| How to complete this task |
For each line in the data below that holds "trunk", return a copy.

Stored records
'''

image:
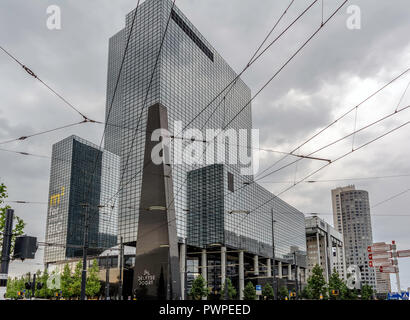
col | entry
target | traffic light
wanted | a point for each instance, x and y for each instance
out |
(335, 292)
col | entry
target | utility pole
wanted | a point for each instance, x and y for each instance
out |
(394, 253)
(275, 285)
(6, 248)
(121, 259)
(33, 287)
(85, 248)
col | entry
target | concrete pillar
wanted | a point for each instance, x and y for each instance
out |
(318, 248)
(223, 265)
(298, 274)
(289, 271)
(269, 268)
(182, 264)
(326, 259)
(204, 263)
(256, 265)
(241, 275)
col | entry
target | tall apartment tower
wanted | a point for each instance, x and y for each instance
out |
(324, 247)
(351, 217)
(82, 177)
(184, 78)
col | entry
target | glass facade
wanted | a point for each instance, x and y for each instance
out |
(357, 231)
(189, 73)
(241, 218)
(73, 184)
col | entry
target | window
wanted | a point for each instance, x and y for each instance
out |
(178, 20)
(230, 182)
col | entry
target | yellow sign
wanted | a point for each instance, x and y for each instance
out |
(55, 199)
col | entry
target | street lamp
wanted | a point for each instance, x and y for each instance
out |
(275, 286)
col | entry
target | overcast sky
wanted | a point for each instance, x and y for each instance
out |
(338, 69)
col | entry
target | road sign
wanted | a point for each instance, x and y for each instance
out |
(393, 296)
(403, 253)
(379, 247)
(392, 269)
(380, 255)
(380, 263)
(258, 290)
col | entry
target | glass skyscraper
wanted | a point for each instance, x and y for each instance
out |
(351, 216)
(82, 177)
(189, 73)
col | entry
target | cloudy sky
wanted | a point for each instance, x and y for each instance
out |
(337, 70)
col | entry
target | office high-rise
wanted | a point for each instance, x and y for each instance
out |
(351, 216)
(188, 74)
(220, 213)
(82, 177)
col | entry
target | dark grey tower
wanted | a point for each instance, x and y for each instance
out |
(156, 273)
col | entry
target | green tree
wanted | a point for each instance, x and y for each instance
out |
(267, 292)
(76, 285)
(67, 283)
(316, 284)
(249, 293)
(11, 290)
(336, 286)
(367, 292)
(283, 293)
(199, 288)
(231, 290)
(93, 285)
(44, 292)
(19, 224)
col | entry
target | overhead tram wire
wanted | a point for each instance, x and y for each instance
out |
(22, 138)
(232, 83)
(320, 169)
(333, 14)
(335, 141)
(338, 119)
(391, 198)
(343, 179)
(31, 73)
(320, 149)
(270, 80)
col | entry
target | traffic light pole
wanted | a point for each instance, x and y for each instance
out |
(6, 248)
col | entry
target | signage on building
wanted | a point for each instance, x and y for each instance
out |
(380, 255)
(146, 279)
(393, 296)
(403, 253)
(380, 263)
(381, 247)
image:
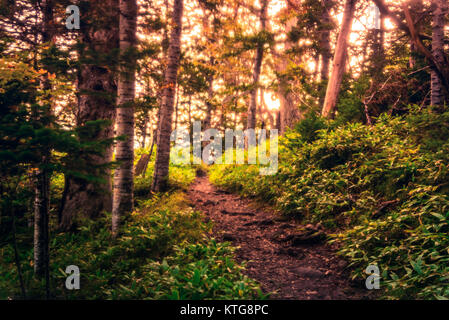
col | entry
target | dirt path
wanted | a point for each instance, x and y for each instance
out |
(279, 257)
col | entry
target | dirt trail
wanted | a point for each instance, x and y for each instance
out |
(295, 267)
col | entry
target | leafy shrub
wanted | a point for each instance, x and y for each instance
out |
(385, 187)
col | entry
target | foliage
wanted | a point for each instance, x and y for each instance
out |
(162, 253)
(384, 187)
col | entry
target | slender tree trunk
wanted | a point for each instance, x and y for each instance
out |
(338, 67)
(416, 5)
(123, 180)
(438, 9)
(325, 41)
(177, 107)
(160, 178)
(209, 104)
(97, 101)
(42, 176)
(252, 108)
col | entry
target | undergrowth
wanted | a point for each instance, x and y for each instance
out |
(382, 189)
(163, 252)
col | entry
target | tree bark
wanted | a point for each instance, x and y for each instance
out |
(123, 198)
(97, 100)
(161, 167)
(438, 9)
(288, 113)
(252, 108)
(338, 67)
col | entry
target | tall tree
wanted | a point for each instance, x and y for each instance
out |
(252, 108)
(161, 167)
(97, 101)
(438, 9)
(42, 176)
(123, 179)
(338, 67)
(325, 40)
(288, 112)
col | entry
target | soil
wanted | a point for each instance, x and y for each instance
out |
(289, 260)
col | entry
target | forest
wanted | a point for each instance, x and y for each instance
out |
(224, 150)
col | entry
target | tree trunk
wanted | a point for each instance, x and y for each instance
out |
(288, 113)
(160, 178)
(210, 96)
(123, 198)
(338, 67)
(42, 176)
(252, 108)
(97, 101)
(438, 9)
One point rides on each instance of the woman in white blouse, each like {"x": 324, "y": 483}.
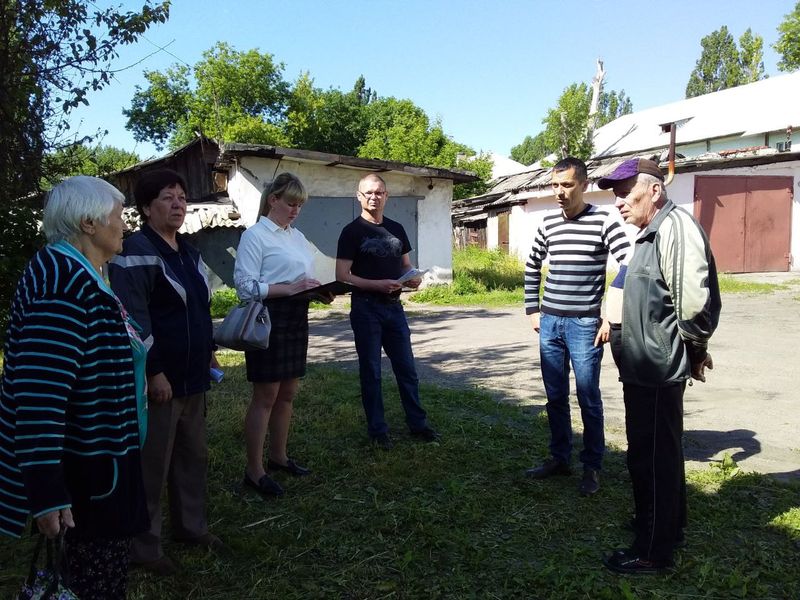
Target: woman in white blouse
{"x": 275, "y": 261}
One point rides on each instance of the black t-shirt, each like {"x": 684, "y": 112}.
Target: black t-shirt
{"x": 376, "y": 250}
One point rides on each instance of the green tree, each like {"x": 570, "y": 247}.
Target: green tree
{"x": 788, "y": 44}
{"x": 531, "y": 149}
{"x": 51, "y": 55}
{"x": 612, "y": 105}
{"x": 237, "y": 96}
{"x": 328, "y": 121}
{"x": 82, "y": 159}
{"x": 722, "y": 65}
{"x": 567, "y": 124}
{"x": 751, "y": 57}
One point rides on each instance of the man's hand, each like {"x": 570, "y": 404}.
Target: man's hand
{"x": 602, "y": 333}
{"x": 385, "y": 286}
{"x": 158, "y": 388}
{"x": 699, "y": 368}
{"x": 301, "y": 285}
{"x": 50, "y": 523}
{"x": 413, "y": 283}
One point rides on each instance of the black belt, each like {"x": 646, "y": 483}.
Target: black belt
{"x": 378, "y": 297}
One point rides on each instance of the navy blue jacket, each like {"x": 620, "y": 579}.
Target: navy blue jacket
{"x": 167, "y": 293}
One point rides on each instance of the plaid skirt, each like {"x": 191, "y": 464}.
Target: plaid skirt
{"x": 288, "y": 343}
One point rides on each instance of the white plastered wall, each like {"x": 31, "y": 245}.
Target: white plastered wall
{"x": 434, "y": 247}
{"x": 525, "y": 219}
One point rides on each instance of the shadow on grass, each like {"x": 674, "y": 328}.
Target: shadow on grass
{"x": 703, "y": 444}
{"x": 455, "y": 519}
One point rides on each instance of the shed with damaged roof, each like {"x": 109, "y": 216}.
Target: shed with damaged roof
{"x": 225, "y": 183}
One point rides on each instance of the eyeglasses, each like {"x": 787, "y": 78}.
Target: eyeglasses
{"x": 374, "y": 194}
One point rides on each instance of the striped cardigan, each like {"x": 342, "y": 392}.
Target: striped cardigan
{"x": 578, "y": 249}
{"x": 68, "y": 421}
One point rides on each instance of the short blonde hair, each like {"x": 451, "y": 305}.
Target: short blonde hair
{"x": 285, "y": 186}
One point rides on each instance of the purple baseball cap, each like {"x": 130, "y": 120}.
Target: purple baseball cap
{"x": 630, "y": 168}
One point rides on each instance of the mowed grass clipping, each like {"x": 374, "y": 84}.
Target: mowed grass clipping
{"x": 455, "y": 519}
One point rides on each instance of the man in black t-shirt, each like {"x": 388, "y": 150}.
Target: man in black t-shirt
{"x": 372, "y": 254}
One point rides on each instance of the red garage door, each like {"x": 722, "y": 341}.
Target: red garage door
{"x": 747, "y": 219}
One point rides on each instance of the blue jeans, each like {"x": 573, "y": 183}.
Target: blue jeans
{"x": 563, "y": 340}
{"x": 379, "y": 324}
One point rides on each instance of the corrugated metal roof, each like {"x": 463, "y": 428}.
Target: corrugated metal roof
{"x": 767, "y": 105}
{"x": 199, "y": 216}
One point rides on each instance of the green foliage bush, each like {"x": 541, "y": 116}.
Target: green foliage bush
{"x": 479, "y": 277}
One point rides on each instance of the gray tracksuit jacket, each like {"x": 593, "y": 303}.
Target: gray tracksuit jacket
{"x": 671, "y": 300}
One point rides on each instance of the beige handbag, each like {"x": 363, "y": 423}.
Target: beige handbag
{"x": 246, "y": 327}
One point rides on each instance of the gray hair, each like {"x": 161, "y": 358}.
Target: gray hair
{"x": 74, "y": 199}
{"x": 648, "y": 180}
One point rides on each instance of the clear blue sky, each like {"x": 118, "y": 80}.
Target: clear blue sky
{"x": 489, "y": 69}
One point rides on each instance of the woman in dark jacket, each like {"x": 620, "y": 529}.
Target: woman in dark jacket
{"x": 72, "y": 389}
{"x": 162, "y": 281}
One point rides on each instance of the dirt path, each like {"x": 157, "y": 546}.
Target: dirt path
{"x": 749, "y": 407}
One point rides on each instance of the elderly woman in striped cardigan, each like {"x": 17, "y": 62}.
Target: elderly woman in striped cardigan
{"x": 71, "y": 393}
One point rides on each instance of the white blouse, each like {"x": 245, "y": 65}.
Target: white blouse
{"x": 269, "y": 254}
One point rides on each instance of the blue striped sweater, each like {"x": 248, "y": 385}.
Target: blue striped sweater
{"x": 68, "y": 420}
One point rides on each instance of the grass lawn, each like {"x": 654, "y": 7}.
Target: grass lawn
{"x": 455, "y": 519}
{"x": 493, "y": 278}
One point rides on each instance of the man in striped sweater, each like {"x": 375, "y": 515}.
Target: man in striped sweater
{"x": 577, "y": 239}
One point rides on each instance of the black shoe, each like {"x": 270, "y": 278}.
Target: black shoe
{"x": 383, "y": 441}
{"x": 629, "y": 562}
{"x": 290, "y": 467}
{"x": 680, "y": 539}
{"x": 161, "y": 567}
{"x": 590, "y": 482}
{"x": 549, "y": 468}
{"x": 266, "y": 486}
{"x": 208, "y": 541}
{"x": 427, "y": 434}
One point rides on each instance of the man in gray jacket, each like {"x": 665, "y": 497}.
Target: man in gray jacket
{"x": 671, "y": 306}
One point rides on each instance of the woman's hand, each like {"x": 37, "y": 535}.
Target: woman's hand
{"x": 385, "y": 286}
{"x": 158, "y": 388}
{"x": 301, "y": 285}
{"x": 50, "y": 523}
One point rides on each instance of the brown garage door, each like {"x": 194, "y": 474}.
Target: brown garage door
{"x": 747, "y": 219}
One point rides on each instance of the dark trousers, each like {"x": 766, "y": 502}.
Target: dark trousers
{"x": 654, "y": 427}
{"x": 174, "y": 454}
{"x": 379, "y": 324}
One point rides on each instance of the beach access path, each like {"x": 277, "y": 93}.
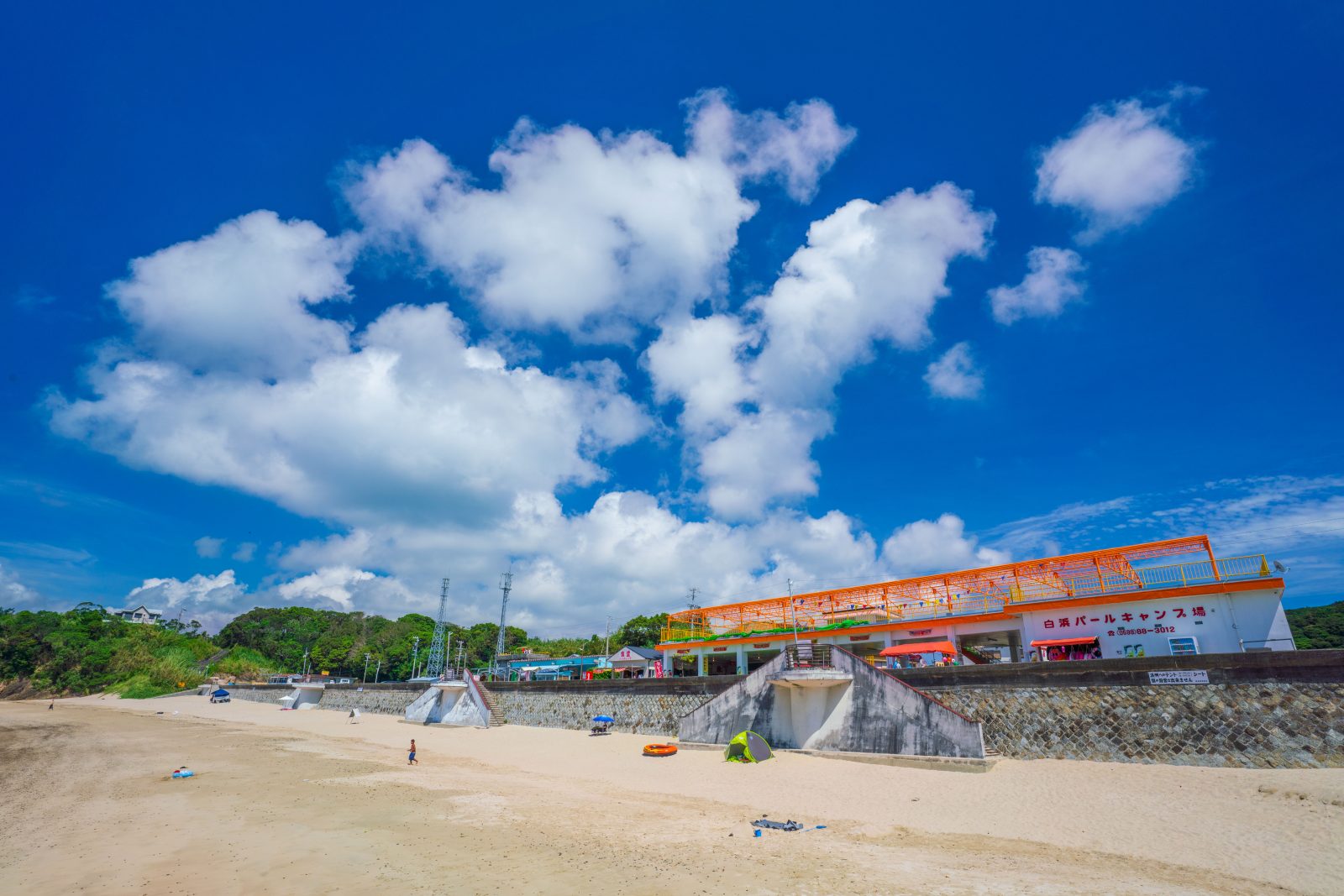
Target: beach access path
{"x": 304, "y": 802}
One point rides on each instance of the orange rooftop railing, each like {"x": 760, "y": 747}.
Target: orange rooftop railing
{"x": 971, "y": 591}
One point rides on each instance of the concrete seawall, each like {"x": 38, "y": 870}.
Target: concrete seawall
{"x": 846, "y": 707}
{"x": 1258, "y": 710}
{"x": 647, "y": 707}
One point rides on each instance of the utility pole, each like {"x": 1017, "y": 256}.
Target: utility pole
{"x": 436, "y": 647}
{"x": 795, "y": 609}
{"x": 506, "y": 586}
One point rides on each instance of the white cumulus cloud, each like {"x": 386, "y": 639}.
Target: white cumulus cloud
{"x": 937, "y": 546}
{"x": 1121, "y": 163}
{"x": 199, "y": 591}
{"x": 239, "y": 298}
{"x": 346, "y": 589}
{"x": 413, "y": 422}
{"x": 595, "y": 234}
{"x": 1054, "y": 280}
{"x": 954, "y": 374}
{"x": 757, "y": 390}
{"x": 796, "y": 148}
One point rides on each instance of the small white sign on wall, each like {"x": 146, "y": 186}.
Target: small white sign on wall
{"x": 1179, "y": 678}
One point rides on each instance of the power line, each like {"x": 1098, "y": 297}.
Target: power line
{"x": 506, "y": 586}
{"x": 437, "y": 663}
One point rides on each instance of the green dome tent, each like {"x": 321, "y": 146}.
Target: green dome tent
{"x": 748, "y": 746}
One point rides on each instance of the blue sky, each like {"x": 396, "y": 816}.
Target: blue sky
{"x": 659, "y": 298}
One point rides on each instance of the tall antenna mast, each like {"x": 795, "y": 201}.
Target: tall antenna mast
{"x": 437, "y": 661}
{"x": 506, "y": 586}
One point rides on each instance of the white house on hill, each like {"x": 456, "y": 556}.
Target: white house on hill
{"x": 138, "y": 614}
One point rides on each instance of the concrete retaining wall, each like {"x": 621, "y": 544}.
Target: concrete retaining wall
{"x": 1260, "y": 711}
{"x": 647, "y": 707}
{"x": 859, "y": 710}
{"x": 389, "y": 700}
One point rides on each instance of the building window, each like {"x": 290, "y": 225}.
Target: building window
{"x": 1183, "y": 647}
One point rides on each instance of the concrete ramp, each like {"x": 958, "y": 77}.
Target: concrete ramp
{"x": 306, "y": 696}
{"x": 831, "y": 700}
{"x": 449, "y": 703}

'''

| Task output |
target | slender tree trunk
target | tree trunk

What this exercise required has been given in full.